§ **Passage given**:
<<<<
52° F Thursday, February 9, 2012

By Debbie Moore

Ailene Bailey Kelley and fellow grads had a lot of fun during their 55-year reunion

Debbie Moore

Debbie Moore

on August 7 during Homecoming weekend. Ailene writes: The 55-year reunion for BHS Class of 1955 started out with a ride on a float in the parade.  It was hot but it was fun.  Classmates brave enough to ride were Ailene Bailey, Gerald Hanna, Fred Hoffman and wife Rebecca, Jimmie Jones, Elaine Kreitz, Richard Martin, Bobby Lee and Clara Willenberg.

After the parade, we met at the Texas Grill for lunch and more visiting.  Those present for lunch were Aileen (Bailey) Kelley, Richard and Delma Fay (Clardy) Pfeil, Gerald and Carol Hanna, Fred and Rebecca Hoffman, Jimmie and Connie Jones, John and Elaine (Kreitz) Weiss, Bobby and Joyce Lee, Richard Martin, Barry Moncure, Clara (Willenberg) Voigt, and John and Barbara Allbright. Those not able to attend were missed.

Also joining us for lunch were special guests Earle, April and Ephrene Weiss.  A special thanks to Earle for driving and for furnishing the trailer for our float.

A founding father returns

Word coming from the Liars Table at Maxine’s on Main has it that Jim Edwards, known as one of the founding fathers of this daily gathering, has returned to the group of distinguished gents.  His daily presence has obviously been missed.

More Leo birthdays

Friday night we celebrated the Aug. 16 birthday of chef and caterer supreme Kay Wheeler, owner of Texas Kitchen Divas.  We gathered at her home and she cooked for us.  Something seemed a bit wrong with that, but I never turn down a chance to enjoy Kay’s food.  On top of that, she sent each of us home with a care package that included her wonderful lasagna and her delicious gluten-free chicken enchiladas.  Those helping Kay celebrate were Kiersten Legge, Susan Nogues, Christine Huber, Lynette Cason, Kay Garcia McAnally, Kiley Elsworth, and Nancy Wood.
>>>>
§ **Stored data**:
<<<<
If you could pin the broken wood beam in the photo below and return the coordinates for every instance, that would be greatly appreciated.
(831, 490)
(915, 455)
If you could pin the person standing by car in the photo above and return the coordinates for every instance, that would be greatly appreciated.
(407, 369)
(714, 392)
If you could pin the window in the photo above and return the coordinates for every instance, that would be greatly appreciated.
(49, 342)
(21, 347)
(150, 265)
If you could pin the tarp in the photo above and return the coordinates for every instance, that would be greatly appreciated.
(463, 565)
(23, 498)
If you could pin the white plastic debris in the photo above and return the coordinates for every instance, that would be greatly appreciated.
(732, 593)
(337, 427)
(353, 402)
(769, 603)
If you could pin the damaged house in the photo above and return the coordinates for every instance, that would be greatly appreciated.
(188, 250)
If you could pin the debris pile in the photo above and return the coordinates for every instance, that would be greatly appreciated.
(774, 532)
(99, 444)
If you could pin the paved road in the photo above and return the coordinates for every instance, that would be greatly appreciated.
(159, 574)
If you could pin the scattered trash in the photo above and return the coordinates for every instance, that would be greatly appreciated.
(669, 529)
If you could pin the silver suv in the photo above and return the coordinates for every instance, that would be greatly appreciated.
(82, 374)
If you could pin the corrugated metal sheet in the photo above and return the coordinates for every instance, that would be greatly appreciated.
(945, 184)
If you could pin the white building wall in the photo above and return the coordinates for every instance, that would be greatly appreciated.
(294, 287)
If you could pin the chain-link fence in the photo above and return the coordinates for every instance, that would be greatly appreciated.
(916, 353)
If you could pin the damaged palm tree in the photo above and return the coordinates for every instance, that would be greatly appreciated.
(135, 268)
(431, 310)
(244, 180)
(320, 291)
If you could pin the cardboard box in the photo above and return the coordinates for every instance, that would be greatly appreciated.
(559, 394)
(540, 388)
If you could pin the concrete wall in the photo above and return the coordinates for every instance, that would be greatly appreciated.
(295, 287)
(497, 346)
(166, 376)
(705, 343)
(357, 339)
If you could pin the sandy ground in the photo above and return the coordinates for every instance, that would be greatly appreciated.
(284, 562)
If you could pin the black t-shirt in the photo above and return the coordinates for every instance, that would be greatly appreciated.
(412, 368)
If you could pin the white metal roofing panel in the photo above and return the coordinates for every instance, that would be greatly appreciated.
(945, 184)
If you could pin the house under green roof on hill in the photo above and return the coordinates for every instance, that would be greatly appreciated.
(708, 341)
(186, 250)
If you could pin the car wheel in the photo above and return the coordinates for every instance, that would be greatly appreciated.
>>>>
§ **Exercise tasks**:
A. Please edit the column by rewriting it from "A founding father" to "and Nancy Wood." with "lasagna" changed to "casserole".
B. According to the column, where did the Class of 1955 reunion group eat lunch after the parade?

§ **The results**:
A.
A founding father returns

Word coming from the Liars Table at Maxine’s on Main has it that Jim Edwards, known as one of the founding fathers of this daily gathering, has returned to the group of distinguished gents.  His daily presence has obviously been missed.

More Leo birthdays

Friday night we celebrated the Aug. 16 birthday of chef and caterer supreme Kay Wheeler, owner of Texas Kitchen Divas.  We gathered at her home and she cooked for us.  Something seemed a bit wrong with that, but I never turn down a chance to enjoy Kay’s food.  On top of that, she sent each of us home with a care package that included her wonderful casserole and her delicious gluten-free chicken enchiladas.  Those helping Kay celebrate were Kiersten Legge, Susan Nogues, Christine Huber, Lynette Cason, Kay Garcia McAnally, Kiley Elsworth, and Nancy Wood.

B. At the Texas Grill.